***** Supplied material

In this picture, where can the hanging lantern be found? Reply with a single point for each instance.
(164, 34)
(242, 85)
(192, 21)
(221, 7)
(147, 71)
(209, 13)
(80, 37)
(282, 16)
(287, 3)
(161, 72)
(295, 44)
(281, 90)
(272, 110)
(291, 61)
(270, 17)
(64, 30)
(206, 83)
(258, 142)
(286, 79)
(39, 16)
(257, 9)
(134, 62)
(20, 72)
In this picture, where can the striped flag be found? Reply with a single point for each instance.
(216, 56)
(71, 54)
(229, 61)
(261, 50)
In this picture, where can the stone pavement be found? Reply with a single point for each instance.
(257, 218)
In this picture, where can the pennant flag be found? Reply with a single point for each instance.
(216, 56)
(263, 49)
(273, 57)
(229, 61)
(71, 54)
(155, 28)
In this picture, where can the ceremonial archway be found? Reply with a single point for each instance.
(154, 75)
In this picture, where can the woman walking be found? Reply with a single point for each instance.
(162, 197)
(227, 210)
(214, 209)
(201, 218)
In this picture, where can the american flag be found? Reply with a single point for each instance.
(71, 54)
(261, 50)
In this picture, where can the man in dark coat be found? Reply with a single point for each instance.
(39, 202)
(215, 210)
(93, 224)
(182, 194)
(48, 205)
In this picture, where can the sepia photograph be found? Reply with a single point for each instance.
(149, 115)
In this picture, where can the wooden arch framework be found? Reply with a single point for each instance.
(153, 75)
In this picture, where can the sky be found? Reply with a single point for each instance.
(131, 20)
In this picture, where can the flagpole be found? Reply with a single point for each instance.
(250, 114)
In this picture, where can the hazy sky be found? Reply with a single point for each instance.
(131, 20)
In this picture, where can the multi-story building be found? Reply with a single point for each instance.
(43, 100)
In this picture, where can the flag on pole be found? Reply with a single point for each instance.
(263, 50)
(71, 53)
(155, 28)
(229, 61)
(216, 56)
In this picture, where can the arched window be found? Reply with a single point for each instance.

**********

### Your instructions
The answer consists solely of the lines from the one containing "In this picture, where can the wooden" through the last line of the data above, reproduced exactly.

### Solution below
In this picture, where can the wooden arch framework be found? Reply with a single point for each instance.
(153, 75)
In this picture, where can the sky be found? Reply with a single point for each instance.
(131, 20)
In this picture, where can the flagpole be found? Reply with a single point for each instance.
(250, 114)
In this picture, where can the hazy sky be found? Reply with a single point for each instance.
(131, 20)
In this picture, where can the multi-story building be found? Reply with a single point for each instance.
(43, 100)
In this picture, where can the flag on pole be found? Reply with a single point for each instance.
(263, 50)
(71, 53)
(155, 28)
(229, 61)
(216, 56)
In this picture, where can the arched window be found? Reply with a single point for each instance.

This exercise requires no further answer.